**给定文本**:
☆ ☆ ☆ ☆ ☆

- 小知识,大挑战!本文正在参与“程序员必备小知识”创作活动。
环境准备
var sc:SparkContext = _
@Before
def beforeTest(): Unit ={
val sparkConf = new SparkConf().setMaster("local").setAppName("wc")
sc = new SparkContext(sparkConf)
}
@After
def afterTest(): Unit ={
sc.stop()
}
groupBy
将数据根据指定的规则进行分组, 分区默认不变,但是数据会被打乱重新组合
@Test
def wordCountGroupBy(): Unit = {
val rdd = sc.makeRDD(List("Hello Scala", "Hello Spark"))
val words = rdd.flatMap(_.split(" "))
val group: RDD[(String, Iterable[String])] = words.groupBy(word=>word)
val wordCount: RDD[(String, Int)] = group.mapValues(iter=>iter.size)
wordCount.collect().foreach(println)
}
groupByKey
将数据源的数据根据 key 对 value 进行分组
@Test
def wordCountGroupByKey(): Unit = {
val rdd = sc.makeRDD(List("Hello Scala", "Hello Spark"))
val words = rdd.flatMap(_.split(" "))
val wordOne = words.map((_,1))
val group: RDD[(String, Iterable[Int])] = wordOne.groupByKey()
val wordCount: RDD[(String, Int)] = group.mapValues(iter=>iter.size)
wordCount.collect().foreach(println)
}
reduceByKey
可以将数据按照相同的 Key 对 Value 进行聚合
@Test
def wordCountReduceByKey(): Unit = {
val rdd = sc.makeRDD(List("Hello Scala", "Hello Spark"))
val words = rdd.flatMap(_.split(" "))
val wordOne = words.map((_,1))
val wordCount: RDD[(String, Int)] = wordOne.reduceByKey(_+_)
wordCount.collect().foreach(println)

☆ ☆ ☆ ☆ ☆

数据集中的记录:
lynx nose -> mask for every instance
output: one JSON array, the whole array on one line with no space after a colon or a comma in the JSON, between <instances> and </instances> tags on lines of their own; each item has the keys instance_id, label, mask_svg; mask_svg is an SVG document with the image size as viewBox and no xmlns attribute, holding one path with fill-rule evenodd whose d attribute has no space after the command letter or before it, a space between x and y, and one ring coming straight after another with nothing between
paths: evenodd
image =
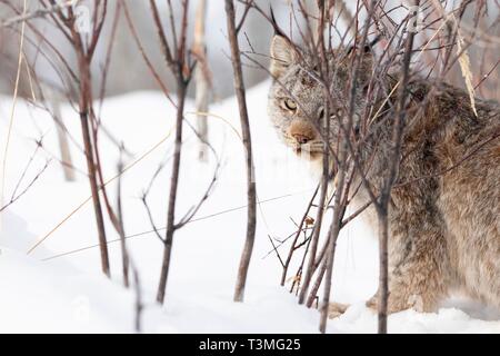
<instances>
[{"instance_id":1,"label":"lynx nose","mask_svg":"<svg viewBox=\"0 0 500 356\"><path fill-rule=\"evenodd\" d=\"M302 134L293 134L292 136L296 139L296 141L300 145L304 145L310 140L312 140L312 137Z\"/></svg>"}]
</instances>

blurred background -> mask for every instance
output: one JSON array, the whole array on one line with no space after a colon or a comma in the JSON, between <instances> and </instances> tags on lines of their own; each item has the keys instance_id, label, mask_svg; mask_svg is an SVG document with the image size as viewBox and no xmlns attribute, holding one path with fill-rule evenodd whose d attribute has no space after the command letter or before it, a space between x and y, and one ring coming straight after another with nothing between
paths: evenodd
<instances>
[{"instance_id":1,"label":"blurred background","mask_svg":"<svg viewBox=\"0 0 500 356\"><path fill-rule=\"evenodd\" d=\"M92 0L83 0L78 3L89 4ZM422 1L421 8L423 9L423 17L426 21L432 20L432 9L430 3L438 0L429 0ZM307 8L310 13L314 13L316 11L316 0L306 0L301 1L303 7ZM362 2L362 1L361 1ZM462 1L439 1L446 9L456 9L461 6ZM479 1L482 2L482 1ZM470 6L467 7L466 13L463 16L463 23L473 23L477 18L481 18L480 20L483 23L481 28L488 31L487 36L490 39L489 43L484 42L484 37L472 39L473 44L469 48L469 56L471 61L471 69L476 79L476 82L479 81L480 77L483 76L489 69L493 68L493 71L490 73L491 79L488 80L483 86L481 86L481 91L478 92L478 96L484 96L489 99L500 98L498 86L499 70L500 67L493 67L494 62L500 58L499 48L500 48L500 26L499 26L499 8L498 1L489 0L486 1L486 16L478 14L476 12L476 7L473 6L473 1ZM17 3L17 7L12 4ZM2 20L12 18L16 14L19 14L22 11L23 0L2 0L0 1L0 18ZM114 16L114 9L119 2L118 1L109 1L108 8L108 19L104 23L104 29L102 32L102 38L99 41L99 46L97 49L96 58L93 60L93 76L94 79L102 77L102 71L106 62L106 55L108 47L110 46L110 38L112 31L112 18ZM293 0L272 0L272 1L263 1L257 0L258 3L263 10L269 12L269 9L272 7L278 23L282 27L287 33L292 33L294 40L300 42L300 37L297 34L296 21L299 26L303 26L303 19L298 11L298 1ZM348 10L353 13L356 12L357 1L344 1ZM398 23L407 13L408 3L410 1L397 1L397 0L388 0L386 1L384 9L392 9L390 11L390 21L393 26ZM34 11L40 7L39 1L29 1L29 11ZM169 88L173 88L172 78L164 65L164 61L161 56L161 50L159 46L159 41L157 38L157 33L154 30L154 26L152 23L151 11L149 7L149 1L127 1L129 7L129 11L131 13L134 27L137 28L137 32L139 38L141 39L142 46L148 53L151 62L153 63L157 71L161 75L162 78L167 78L167 83ZM179 1L172 1L174 12L180 12ZM207 0L206 1L206 44L207 44L207 58L208 58L208 67L211 72L212 80L212 92L211 98L212 101L217 101L219 99L223 99L228 96L231 96L233 92L232 89L232 70L229 61L229 48L228 41L226 37L226 18L224 18L224 9L223 1L220 0ZM167 12L167 1L158 1L158 6L160 9L163 9ZM196 17L197 7L199 6L199 1L191 0L190 1L190 19L191 26L189 26L189 36L192 37L193 26L192 21ZM237 1L237 18L240 17L243 12L244 6L241 2ZM366 14L361 13L360 19L362 19ZM174 16L176 21L180 21L180 16ZM488 22L488 23L484 23ZM39 34L36 33L32 29L27 29L27 46L24 46L26 58L32 63L34 71L41 77L41 79L51 82L53 86L58 86L60 80L58 79L58 75L54 72L53 63L50 63L47 58L51 60L54 59L53 55L51 55L48 46L41 40L40 33L47 36L51 39L51 42L54 43L58 50L62 53L64 58L69 60L69 62L74 66L74 53L72 53L71 48L66 43L66 39L60 34L60 32L53 28L51 21L46 21L43 19L31 20L30 24L33 26L36 31L39 31ZM168 23L166 23L168 26ZM339 28L346 27L346 20L343 17L340 17L338 21ZM290 28L292 28L290 30ZM12 93L14 87L16 79L16 68L18 61L18 51L19 51L19 23L11 27L1 27L0 28L0 92L3 93ZM240 43L242 49L254 50L258 53L262 53L263 56L254 57L263 66L268 66L268 55L270 39L273 33L273 29L270 26L269 21L267 21L260 13L257 11L250 11L248 18L244 22L244 27L242 31L246 36L240 36ZM170 31L167 31L170 33ZM248 39L247 39L248 38ZM248 43L251 42L251 48ZM117 96L124 92L130 92L134 90L156 90L158 89L154 79L150 76L148 68L144 63L143 58L141 57L136 42L131 36L129 26L123 17L120 14L118 20L117 33L114 40L112 42L113 51L111 56L110 70L107 78L107 96ZM484 46L488 46L489 49L484 50ZM268 78L268 73L259 68L254 63L249 62L243 59L243 63L246 63L243 70L246 76L246 85L247 87L251 87L266 78ZM458 86L463 86L463 80L461 80L460 71L458 66L450 72L447 77L448 81L453 82ZM100 80L94 80L94 90L100 89ZM23 80L21 78L20 81L20 95L27 96L30 92L29 81ZM194 95L194 86L190 88L190 97Z\"/></svg>"}]
</instances>

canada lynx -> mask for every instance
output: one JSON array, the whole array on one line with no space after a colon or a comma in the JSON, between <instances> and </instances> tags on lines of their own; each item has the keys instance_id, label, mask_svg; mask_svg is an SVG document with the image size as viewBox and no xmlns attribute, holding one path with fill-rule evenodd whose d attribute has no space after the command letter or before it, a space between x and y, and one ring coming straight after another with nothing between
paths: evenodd
<instances>
[{"instance_id":1,"label":"canada lynx","mask_svg":"<svg viewBox=\"0 0 500 356\"><path fill-rule=\"evenodd\" d=\"M302 66L308 55L298 51L284 37L272 39L268 112L288 146L306 150L311 160L321 162L323 144L311 120L319 122L323 116L324 91ZM370 79L372 62L373 55L368 51L359 71L356 117L367 105L362 88ZM349 70L348 63L337 63L331 80L334 97L346 98L346 102ZM388 76L388 90L394 83ZM452 290L500 307L500 106L476 99L476 117L468 93L458 88L412 76L408 89L408 112L420 109L421 115L413 115L406 127L403 159L391 194L389 313L412 307L436 310ZM377 118L360 151L376 190L387 167L391 119L387 115ZM334 116L330 129L330 137L336 137ZM401 182L408 184L398 186ZM368 200L360 191L354 204ZM367 305L377 308L377 297Z\"/></svg>"}]
</instances>

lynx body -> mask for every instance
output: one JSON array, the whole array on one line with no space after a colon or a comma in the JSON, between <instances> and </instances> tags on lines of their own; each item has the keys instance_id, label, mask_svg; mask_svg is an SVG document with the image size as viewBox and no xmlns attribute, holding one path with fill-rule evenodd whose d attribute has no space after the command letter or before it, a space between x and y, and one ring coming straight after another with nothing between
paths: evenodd
<instances>
[{"instance_id":1,"label":"lynx body","mask_svg":"<svg viewBox=\"0 0 500 356\"><path fill-rule=\"evenodd\" d=\"M323 144L313 120L319 122L323 115L324 90L301 65L307 55L299 61L283 37L273 38L271 57L270 119L288 146L321 162ZM361 63L357 115L366 107L362 89L372 71L370 57ZM330 89L348 101L348 66L338 65L336 73ZM392 88L393 78L386 85ZM500 307L500 107L476 99L476 116L466 91L414 76L409 92L409 115L420 113L406 127L403 159L391 194L389 312L432 312L452 290ZM332 116L331 137L338 134L337 122ZM368 128L370 138L360 151L361 162L370 161L367 176L376 190L388 164L391 122L382 113ZM368 200L361 189L354 204ZM364 215L377 229L370 214ZM376 308L377 297L367 305Z\"/></svg>"}]
</instances>

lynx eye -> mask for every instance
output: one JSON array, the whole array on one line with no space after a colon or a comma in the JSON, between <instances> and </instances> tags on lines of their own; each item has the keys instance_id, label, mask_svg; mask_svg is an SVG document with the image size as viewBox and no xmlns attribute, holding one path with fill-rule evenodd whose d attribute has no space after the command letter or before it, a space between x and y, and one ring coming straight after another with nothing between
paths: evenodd
<instances>
[{"instance_id":1,"label":"lynx eye","mask_svg":"<svg viewBox=\"0 0 500 356\"><path fill-rule=\"evenodd\" d=\"M291 111L297 110L297 102L294 102L292 99L284 99L284 107Z\"/></svg>"}]
</instances>

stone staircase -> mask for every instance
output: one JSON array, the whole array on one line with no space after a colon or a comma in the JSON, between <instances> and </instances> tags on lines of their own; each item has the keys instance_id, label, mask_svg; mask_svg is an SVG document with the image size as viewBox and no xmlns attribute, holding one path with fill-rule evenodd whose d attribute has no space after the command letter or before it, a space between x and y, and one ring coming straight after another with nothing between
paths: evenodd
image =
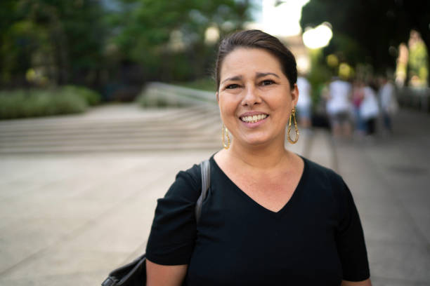
<instances>
[{"instance_id":1,"label":"stone staircase","mask_svg":"<svg viewBox=\"0 0 430 286\"><path fill-rule=\"evenodd\" d=\"M96 107L82 115L0 121L0 154L219 149L218 107Z\"/></svg>"}]
</instances>

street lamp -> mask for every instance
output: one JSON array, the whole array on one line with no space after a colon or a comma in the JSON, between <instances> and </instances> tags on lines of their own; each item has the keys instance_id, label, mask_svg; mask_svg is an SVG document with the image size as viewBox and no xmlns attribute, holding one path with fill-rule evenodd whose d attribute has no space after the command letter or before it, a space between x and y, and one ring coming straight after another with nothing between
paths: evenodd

☆ ☆ ☆ ☆ ☆

**任务目标**:
上面那篇讲 Spark 单词计数写法的文章，从它的最后一行之后接着写下去。

**结果**:
}
aggregateByKey
将数据根据不同的规则进行分区内计算和分区间计算
@Test
def wordCountAggregateByKey(): Unit = {
val rdd = sc.makeRDD(List("Hello Scala", "Hello Spark"))
val words = rdd.flatMap(_.split(" "))
val wordOne = words.map((_,1))
val wordCount: RDD[(String, Int)] = wordOne.aggregateByKey(0)(_+_, _+_)
wordCount.collect().foreach(println)
}
foldByKey
当分区内计算规则和分区间计算规则相同时,aggregateByKey 就可以简化为 foldByKey
def wordCountFoldByKey(): Unit = {
val rdd = sc.makeRDD(List("Hello Scala", "Hello Spark"))
val words = rdd.flatMap(_.split(" "))
val wordOne = words.map((_,1))
val wordCount: RDD[(String, Int)] = wordOne.foldByKey(0)(_+_)
wordCount.collect().foreach(println)
}
combineByKey
最通用的对 key-value 型 rdd 进行聚集操作的聚集函数(aggregation function)
@Test
def wordCountCombineByKey(): Unit = {
val rdd = sc.makeRDD(List("Hello Scala", "Hello Spark"))
val words = rdd.flatMap(_.split(" "))
val wordOne = words.map((_,1))
val wordCount: RDD[(String, Int)] = wordOne.combineByKey(
v=>v,
(x:Int, y) => x + y,
(x:Int, y:Int) => x + y
)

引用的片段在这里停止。